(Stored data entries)
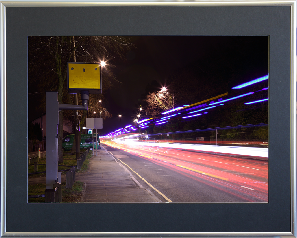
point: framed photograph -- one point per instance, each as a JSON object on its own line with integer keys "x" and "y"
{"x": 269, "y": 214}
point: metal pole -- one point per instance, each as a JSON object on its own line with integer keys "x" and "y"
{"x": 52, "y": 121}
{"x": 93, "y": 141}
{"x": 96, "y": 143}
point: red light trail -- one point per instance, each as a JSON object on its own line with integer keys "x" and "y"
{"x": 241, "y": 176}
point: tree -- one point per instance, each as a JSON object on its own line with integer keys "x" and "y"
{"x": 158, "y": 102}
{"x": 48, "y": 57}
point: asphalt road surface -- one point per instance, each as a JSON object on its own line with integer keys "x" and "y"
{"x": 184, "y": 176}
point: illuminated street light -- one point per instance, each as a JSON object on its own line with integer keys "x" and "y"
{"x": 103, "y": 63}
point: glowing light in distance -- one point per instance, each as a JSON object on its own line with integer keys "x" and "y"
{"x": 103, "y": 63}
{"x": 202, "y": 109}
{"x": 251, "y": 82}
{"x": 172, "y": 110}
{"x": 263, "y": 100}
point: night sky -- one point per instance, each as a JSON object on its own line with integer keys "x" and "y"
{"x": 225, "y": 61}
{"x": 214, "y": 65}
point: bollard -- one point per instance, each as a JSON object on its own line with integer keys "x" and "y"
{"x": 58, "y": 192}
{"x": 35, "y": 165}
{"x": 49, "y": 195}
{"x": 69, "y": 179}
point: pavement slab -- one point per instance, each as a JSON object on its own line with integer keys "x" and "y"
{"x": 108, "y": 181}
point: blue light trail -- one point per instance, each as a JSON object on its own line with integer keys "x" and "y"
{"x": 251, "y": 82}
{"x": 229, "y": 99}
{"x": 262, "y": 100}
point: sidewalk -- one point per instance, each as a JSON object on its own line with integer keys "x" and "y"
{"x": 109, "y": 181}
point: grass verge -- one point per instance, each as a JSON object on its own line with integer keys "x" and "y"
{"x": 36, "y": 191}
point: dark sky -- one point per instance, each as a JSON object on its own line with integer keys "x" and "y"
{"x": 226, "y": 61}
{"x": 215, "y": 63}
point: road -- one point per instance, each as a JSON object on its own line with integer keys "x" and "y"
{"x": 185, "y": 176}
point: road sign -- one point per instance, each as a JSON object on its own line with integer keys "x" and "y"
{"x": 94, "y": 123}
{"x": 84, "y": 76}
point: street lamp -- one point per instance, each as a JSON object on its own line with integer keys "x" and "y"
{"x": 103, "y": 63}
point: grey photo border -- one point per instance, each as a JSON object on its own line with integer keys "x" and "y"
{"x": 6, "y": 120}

**Work to be completed**
None of the pictures should appear, though every line of the data above must be reproduced exactly.

**Answer to this problem**
point: framed photograph -- one point per instance, each as a JSON object on its own line with integer keys "x" and "y"
{"x": 269, "y": 214}
point: metal pole -- one point per instance, each as a JSON object on its own line with integer keys "x" and "y"
{"x": 52, "y": 121}
{"x": 93, "y": 141}
{"x": 96, "y": 143}
point: red light trail -- one point per instance, each as a JSON object on its own line with integer keys "x" and "y"
{"x": 241, "y": 176}
point: tree -- one point per instance, each as a JSON object on its own line with integer keys "x" and "y"
{"x": 158, "y": 102}
{"x": 48, "y": 57}
point: asphalt road surface -- one point per instance, each as a JSON object on its own line with integer keys "x" and "y"
{"x": 184, "y": 176}
point: illuminated street light -- one point per instance, each as a JSON object on its own line with integer keys "x" and "y"
{"x": 103, "y": 63}
point: glowing light in distance -- one point per instance, each as a JSON object on its own line with integer keys "x" and "y"
{"x": 103, "y": 63}
{"x": 202, "y": 109}
{"x": 251, "y": 82}
{"x": 172, "y": 110}
{"x": 263, "y": 100}
point: night sky -- one point per instance, each as a JSON object on its own line with integer keys "x" and "y"
{"x": 225, "y": 61}
{"x": 214, "y": 65}
point: bollard -- one point per instance, each as a JSON object on its own line with integer keys "x" and "y"
{"x": 58, "y": 192}
{"x": 35, "y": 165}
{"x": 49, "y": 195}
{"x": 69, "y": 179}
point: pavement slab -- one point per instance, each as a JSON object on its own line with integer keys "x" and "y"
{"x": 108, "y": 181}
point: blue light trail -- one point per instance, each as a JSON object on its own line with integer keys "x" and "y"
{"x": 251, "y": 82}
{"x": 229, "y": 99}
{"x": 262, "y": 100}
point: sidewalk -- one point per instance, each as a JSON object on its own line with integer keys "x" and "y"
{"x": 109, "y": 181}
point: grass verge -- one point per instance, each as a JSON object on its own line with integer keys "x" and "y"
{"x": 36, "y": 191}
point: dark sky -- one point per instance, each as a JSON object on its own line with integer keys "x" and "y"
{"x": 226, "y": 61}
{"x": 215, "y": 63}
point: road -- one point per instance, each as a JSON object on its own line with integer keys "x" and "y"
{"x": 185, "y": 176}
point: road sign -- one point per instance, each as a JSON object on its own line with integer keys "x" and "y"
{"x": 94, "y": 123}
{"x": 84, "y": 76}
point: street lamp -- one point per instance, each as a JSON object on its own line with integer keys "x" and "y"
{"x": 103, "y": 63}
point: grey photo border -- one point per instance, each as a JSON object on its own line with integer keys "x" and "y"
{"x": 6, "y": 120}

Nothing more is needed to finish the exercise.